-- ITEMS --
╭──
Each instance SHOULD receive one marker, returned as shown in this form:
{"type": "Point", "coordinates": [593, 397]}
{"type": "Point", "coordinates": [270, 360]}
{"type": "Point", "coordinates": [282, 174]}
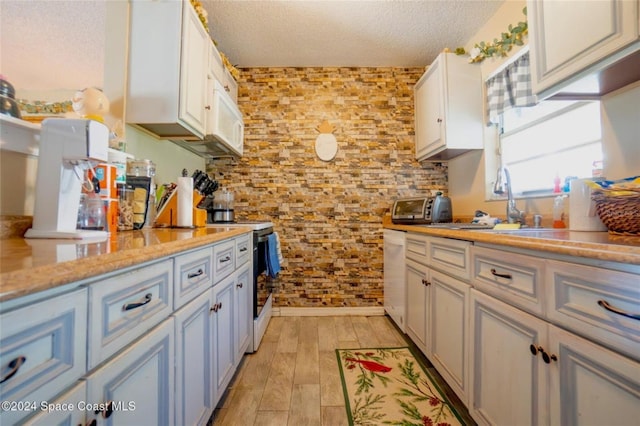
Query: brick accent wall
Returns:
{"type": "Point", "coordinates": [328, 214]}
╰──
╭──
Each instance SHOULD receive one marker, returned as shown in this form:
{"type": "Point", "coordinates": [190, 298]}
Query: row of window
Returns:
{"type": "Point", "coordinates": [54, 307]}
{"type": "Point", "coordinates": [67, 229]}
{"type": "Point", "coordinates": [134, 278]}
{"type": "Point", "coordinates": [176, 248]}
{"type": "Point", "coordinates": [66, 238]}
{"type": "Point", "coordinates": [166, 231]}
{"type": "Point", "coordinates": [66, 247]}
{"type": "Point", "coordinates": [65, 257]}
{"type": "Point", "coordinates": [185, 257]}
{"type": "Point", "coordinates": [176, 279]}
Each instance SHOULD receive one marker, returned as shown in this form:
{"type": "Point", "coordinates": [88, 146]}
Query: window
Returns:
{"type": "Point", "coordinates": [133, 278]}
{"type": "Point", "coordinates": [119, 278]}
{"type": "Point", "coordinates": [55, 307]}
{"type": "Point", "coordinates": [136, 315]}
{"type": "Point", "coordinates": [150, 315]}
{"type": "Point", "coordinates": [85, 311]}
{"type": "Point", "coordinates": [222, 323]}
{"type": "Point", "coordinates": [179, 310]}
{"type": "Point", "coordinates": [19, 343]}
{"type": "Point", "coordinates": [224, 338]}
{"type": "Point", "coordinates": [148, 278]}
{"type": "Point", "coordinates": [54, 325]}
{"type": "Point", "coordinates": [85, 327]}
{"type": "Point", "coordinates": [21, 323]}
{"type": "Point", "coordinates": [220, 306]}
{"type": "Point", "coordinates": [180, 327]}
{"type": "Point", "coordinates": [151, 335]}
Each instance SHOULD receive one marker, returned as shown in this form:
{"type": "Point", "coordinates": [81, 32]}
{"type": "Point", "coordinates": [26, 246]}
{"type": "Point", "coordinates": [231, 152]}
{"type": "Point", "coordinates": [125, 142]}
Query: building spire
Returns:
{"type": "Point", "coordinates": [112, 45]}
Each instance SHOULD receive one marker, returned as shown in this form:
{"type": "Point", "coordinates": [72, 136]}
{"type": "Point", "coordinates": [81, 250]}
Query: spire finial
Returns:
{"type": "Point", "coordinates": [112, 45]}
╰──
-- SET EXERCISE --
Can you gather every line of the records above that contains the word "Query"?

-- EXERCISE RESULT --
Query: brick accent wall
Query: row of window
Query: window
Query: building spire
Query: spire finial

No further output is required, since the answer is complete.